Source extract Start Marker
New Laws in effect for 2015
Scroll Below for new laws in effect for 2015.
254 Texas Courthouses
Need a Texas Courthouse? There is a pic for that.
Credit to birdshooter.smugmug.com
Wolf Inside the Chicken Coop – Visiting the DPS Crime Lab
Today DPS opened up their doors allowing us an inside look at their crime lab. In particular we were given presentations on DNA, Ballistics, Evidence Reception, Breath Alcohol and Blood Alcohol Testing, and Drug Testing. The experience was one every criminal defense attorney should undertake.
Why the method of receiving evidence is important?
A major concern with evidence of any kind, but especially biological evidence is contamination. Contamination can come from a number of sources. The receiving department has the responsibility of ensuring the integrity of the evidence has not been compromised. Compromised evidence can lead to wrongful convictions. Under the law the chain of custody must be known before any evidence is admitted into court (i.e. who handled the evidence and when did they handle it). The receiving department assists in ensuring the chain of custody is accurate and proper.
Source extract End Marker
Data records Start Marker
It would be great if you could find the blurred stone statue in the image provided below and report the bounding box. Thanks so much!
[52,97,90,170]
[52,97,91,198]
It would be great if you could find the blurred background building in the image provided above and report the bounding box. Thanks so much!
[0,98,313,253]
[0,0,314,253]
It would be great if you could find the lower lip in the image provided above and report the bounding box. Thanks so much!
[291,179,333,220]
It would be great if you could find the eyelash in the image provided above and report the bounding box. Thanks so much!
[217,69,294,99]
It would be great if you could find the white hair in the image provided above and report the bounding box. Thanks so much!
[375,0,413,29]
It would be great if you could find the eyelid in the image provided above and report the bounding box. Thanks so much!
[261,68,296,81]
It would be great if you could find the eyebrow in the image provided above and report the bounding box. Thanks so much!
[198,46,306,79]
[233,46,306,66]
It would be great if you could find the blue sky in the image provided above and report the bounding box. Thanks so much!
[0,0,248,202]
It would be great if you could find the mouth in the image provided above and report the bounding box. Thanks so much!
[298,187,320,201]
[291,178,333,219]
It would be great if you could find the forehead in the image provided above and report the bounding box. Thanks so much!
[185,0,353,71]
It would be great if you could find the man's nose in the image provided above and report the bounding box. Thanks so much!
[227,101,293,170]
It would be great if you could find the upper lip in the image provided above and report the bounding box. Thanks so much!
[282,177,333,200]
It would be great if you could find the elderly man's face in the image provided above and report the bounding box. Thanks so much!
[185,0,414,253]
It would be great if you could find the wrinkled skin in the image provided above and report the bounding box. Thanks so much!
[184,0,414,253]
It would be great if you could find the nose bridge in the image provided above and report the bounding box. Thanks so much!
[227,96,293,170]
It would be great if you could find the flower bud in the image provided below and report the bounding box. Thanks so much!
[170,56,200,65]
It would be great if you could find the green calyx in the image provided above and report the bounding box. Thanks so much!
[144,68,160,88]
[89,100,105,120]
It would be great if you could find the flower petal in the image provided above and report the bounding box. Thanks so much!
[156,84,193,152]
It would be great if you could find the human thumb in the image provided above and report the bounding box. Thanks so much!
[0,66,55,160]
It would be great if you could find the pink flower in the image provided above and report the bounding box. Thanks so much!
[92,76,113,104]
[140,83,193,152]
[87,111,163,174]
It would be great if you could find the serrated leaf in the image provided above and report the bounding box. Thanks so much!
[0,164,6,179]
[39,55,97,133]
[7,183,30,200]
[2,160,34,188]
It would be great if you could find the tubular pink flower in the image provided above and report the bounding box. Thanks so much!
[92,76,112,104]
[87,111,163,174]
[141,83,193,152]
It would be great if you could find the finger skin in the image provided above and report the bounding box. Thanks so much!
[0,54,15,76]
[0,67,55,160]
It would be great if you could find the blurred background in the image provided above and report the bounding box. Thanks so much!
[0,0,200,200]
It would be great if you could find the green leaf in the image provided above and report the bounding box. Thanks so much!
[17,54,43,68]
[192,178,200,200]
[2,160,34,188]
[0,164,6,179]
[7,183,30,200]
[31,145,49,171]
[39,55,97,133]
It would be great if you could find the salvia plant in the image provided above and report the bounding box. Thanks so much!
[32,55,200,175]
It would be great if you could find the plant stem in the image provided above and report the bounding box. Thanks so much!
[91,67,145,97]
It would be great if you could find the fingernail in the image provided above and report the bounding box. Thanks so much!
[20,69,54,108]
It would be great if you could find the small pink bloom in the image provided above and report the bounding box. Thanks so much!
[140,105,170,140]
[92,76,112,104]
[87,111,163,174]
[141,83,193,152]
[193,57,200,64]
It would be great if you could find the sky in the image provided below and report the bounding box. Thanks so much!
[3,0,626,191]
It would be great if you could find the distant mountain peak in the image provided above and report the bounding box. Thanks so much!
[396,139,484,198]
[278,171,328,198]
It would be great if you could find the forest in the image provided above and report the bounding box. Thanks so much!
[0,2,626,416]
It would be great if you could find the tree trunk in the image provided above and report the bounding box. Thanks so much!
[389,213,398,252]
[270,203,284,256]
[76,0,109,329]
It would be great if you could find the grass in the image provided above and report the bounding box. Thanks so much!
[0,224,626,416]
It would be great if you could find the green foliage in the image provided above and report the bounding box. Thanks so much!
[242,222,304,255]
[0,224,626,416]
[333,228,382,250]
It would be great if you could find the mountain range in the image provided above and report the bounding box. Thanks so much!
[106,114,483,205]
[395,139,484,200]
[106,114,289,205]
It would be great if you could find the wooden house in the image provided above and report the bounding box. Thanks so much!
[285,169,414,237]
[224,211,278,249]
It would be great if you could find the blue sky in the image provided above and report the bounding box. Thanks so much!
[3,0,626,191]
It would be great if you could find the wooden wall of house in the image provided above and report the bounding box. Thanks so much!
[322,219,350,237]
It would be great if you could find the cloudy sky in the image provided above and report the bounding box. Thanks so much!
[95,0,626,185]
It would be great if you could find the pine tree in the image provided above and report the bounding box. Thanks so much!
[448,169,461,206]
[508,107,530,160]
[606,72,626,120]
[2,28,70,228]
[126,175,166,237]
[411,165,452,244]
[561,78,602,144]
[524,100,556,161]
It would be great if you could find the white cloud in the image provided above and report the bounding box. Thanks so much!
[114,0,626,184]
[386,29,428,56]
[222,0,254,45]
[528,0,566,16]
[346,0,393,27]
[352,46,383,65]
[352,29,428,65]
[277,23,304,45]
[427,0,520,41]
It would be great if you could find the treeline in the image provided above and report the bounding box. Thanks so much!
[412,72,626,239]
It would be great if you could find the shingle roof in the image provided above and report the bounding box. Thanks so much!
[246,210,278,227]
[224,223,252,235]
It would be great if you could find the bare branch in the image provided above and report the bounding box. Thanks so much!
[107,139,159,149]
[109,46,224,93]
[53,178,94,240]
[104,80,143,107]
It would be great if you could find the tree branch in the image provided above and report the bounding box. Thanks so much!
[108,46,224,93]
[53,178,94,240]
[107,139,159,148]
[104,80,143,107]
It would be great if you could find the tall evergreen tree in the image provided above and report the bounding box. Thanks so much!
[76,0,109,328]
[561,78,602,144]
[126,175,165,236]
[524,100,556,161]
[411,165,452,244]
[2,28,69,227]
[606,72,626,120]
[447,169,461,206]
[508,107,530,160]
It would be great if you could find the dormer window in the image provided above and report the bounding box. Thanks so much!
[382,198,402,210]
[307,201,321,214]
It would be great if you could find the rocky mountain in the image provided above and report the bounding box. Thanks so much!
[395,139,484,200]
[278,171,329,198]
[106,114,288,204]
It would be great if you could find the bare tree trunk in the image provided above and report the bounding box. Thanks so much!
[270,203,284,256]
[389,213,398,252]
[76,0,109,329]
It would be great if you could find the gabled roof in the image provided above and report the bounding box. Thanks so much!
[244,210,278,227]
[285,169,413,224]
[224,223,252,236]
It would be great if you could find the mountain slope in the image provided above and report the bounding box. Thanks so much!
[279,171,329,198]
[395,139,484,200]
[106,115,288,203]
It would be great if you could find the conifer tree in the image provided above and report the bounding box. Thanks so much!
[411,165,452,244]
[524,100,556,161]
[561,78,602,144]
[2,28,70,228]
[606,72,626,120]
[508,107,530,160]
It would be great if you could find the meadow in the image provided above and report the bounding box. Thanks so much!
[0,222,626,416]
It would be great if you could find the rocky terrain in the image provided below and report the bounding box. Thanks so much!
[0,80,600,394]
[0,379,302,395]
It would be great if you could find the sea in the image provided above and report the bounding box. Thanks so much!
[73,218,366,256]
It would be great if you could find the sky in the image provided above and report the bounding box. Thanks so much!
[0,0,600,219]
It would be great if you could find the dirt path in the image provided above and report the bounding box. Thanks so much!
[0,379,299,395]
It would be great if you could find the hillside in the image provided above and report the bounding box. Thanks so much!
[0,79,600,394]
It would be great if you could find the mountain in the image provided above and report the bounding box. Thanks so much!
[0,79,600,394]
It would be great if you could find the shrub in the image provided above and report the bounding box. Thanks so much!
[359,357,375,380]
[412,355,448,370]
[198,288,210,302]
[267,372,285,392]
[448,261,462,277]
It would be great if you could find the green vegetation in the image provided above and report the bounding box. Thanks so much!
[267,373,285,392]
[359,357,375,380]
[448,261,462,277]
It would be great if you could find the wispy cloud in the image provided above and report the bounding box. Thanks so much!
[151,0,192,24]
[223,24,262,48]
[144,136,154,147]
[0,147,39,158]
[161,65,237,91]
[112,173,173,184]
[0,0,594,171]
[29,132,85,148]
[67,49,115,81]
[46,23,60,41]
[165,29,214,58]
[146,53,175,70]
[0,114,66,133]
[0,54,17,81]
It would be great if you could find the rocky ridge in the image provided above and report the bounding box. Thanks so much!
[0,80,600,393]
Data records End Marker
▶ _Exercise instructions_: Return the full excerpt on new 2015 laws, Texas courthouses, and the DPS crime lab visit verbatim, with no changes.

▶ _Expected answer_:
New Laws in effect for 2015
Scroll Below for new laws in effect for 2015.
254 Texas Courthouses
Need a Texas Courthouse? There is a pic for that.
Credit to birdshooter.smugmug.com
Wolf Inside the Chicken Coop – Visiting the DPS Crime Lab
Today DPS opened up their doors allowing us an inside look at their crime lab. In particular we were given presentations on DNA, Ballistics, Evidence Reception, Breath Alcohol and Blood Alcohol Testing, and Drug Testing. The experience was one every criminal defense attorney should undertake.
Why the method of receiving evidence is important?
A major concern with evidence of any kind, but especially biological evidence is contamination. Contamination can come from a number of sources. The receiving department has the responsibility of ensuring the integrity of the evidence has not been compromised. Compromised evidence can lead to wrongful convictions. Under the law the chain of custody must be known before any evidence is admitted into court (i.e. who handled the evidence and when did they handle it). The receiving department assists in ensuring the chain of custody is accurate and proper.